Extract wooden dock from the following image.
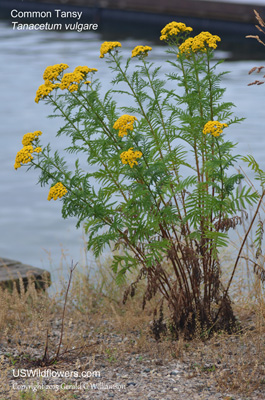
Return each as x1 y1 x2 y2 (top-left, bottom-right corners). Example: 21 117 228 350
0 258 51 291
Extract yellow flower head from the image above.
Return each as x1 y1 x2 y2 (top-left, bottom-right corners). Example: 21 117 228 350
99 42 121 58
14 142 42 169
68 83 78 93
47 182 67 201
74 66 89 75
160 21 193 40
113 114 137 137
14 144 34 169
132 46 152 58
120 147 143 168
35 80 59 103
60 71 84 92
43 64 69 82
179 32 221 56
22 131 42 146
203 121 228 137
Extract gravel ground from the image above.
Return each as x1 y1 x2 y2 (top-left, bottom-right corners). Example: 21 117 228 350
0 327 265 400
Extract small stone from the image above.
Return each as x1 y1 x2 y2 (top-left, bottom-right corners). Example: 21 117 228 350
170 369 181 376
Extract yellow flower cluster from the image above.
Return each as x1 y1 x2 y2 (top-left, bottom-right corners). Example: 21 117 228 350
132 46 152 58
43 64 69 82
47 182 67 201
120 147 143 168
14 131 42 169
22 131 42 146
203 121 228 137
160 21 193 40
35 80 59 103
179 32 221 56
35 64 97 103
113 114 137 137
99 42 121 58
59 66 89 92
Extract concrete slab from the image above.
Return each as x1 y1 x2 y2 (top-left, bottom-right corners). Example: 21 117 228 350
0 257 51 290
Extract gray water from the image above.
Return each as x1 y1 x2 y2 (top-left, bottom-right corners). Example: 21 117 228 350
0 22 265 286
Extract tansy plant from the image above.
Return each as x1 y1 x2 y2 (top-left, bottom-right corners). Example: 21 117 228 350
15 22 258 337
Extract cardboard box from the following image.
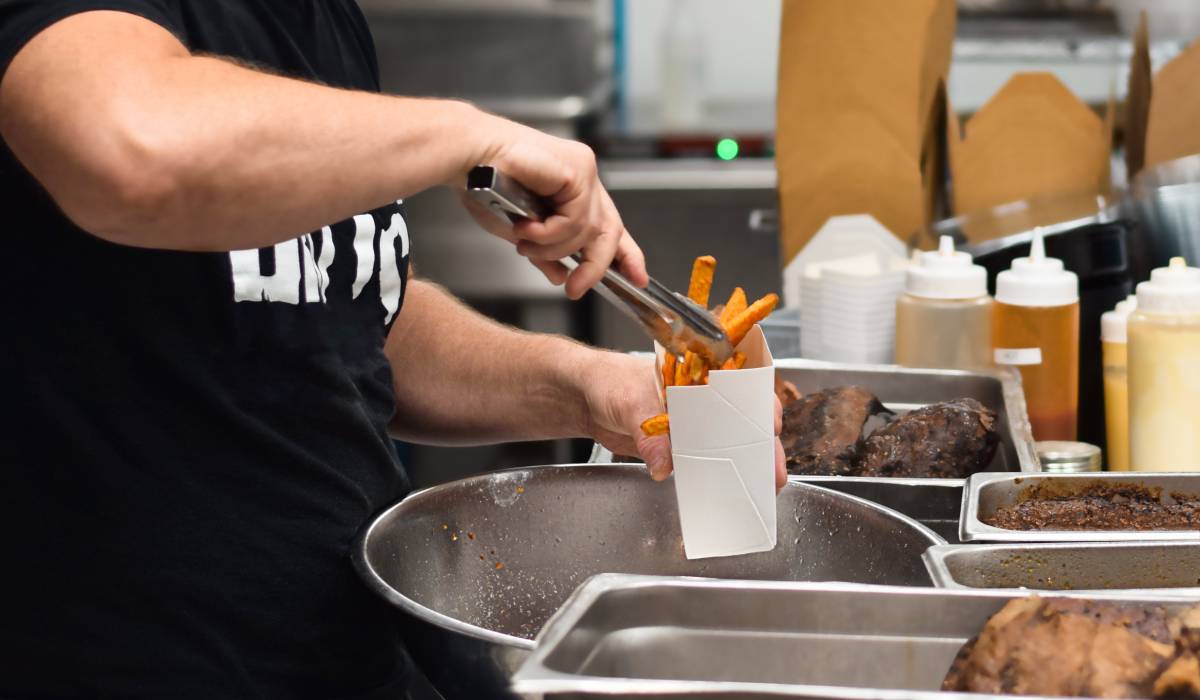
++++++++
# Work to do
Rewrite all the rows above, replacing "Extract" with "Locate" and changing nothing else. Omit the pictures.

# The solution
Locate wooden dock from the following image.
Return each as x1 y1 x2 y2 (top-left, bottom-right corners). Example: 21 117 228 350
0 258 51 291
Locate yellow flower head from the image above.
Return each as x1 y1 x2 y2 (top-left, bottom-right corners). Example: 21 117 228 350
99 42 121 58
14 142 42 169
68 83 78 93
47 182 67 201
74 66 89 75
160 21 193 40
113 114 137 137
14 144 34 169
132 46 152 58
120 147 143 168
35 80 59 103
60 71 84 92
43 64 69 82
179 32 221 56
22 131 42 146
203 121 228 137
Locate gravel ground from the image above.
Return each as x1 y1 x2 y2 (top-left, bottom-right corners). Example: 21 117 228 350
0 327 265 400
Locate small stone from the image above.
Return each as x1 y1 x2 y2 (top-left, bottom-right corners). Example: 21 117 228 350
170 369 181 376
Locate yellow flower cluster from the image above.
Return each as x1 y1 x2 y2 (top-left, bottom-right corners). Example: 21 117 228 350
132 46 152 58
43 64 69 82
47 182 67 201
120 147 143 168
14 131 42 169
22 131 42 146
203 121 228 137
160 21 193 40
35 80 59 103
179 32 221 56
35 64 97 103
113 114 137 137
99 42 121 58
59 66 89 92
Locate concrete slab from the image above.
Return each as x1 y1 x2 y2 (top-left, bottom-right corners). Example: 21 117 228 350
0 257 51 290
Locate gray water from the image above.
Return each as x1 y1 x2 y2 (top-left, bottom-right corners). Example: 21 117 228 350
0 22 265 286
Locate tansy plant from the image above.
Return each as x1 y1 x2 y2 (top-left, bottom-right corners). Example: 21 117 228 350
15 22 258 337
Locate cardboard box from the following image.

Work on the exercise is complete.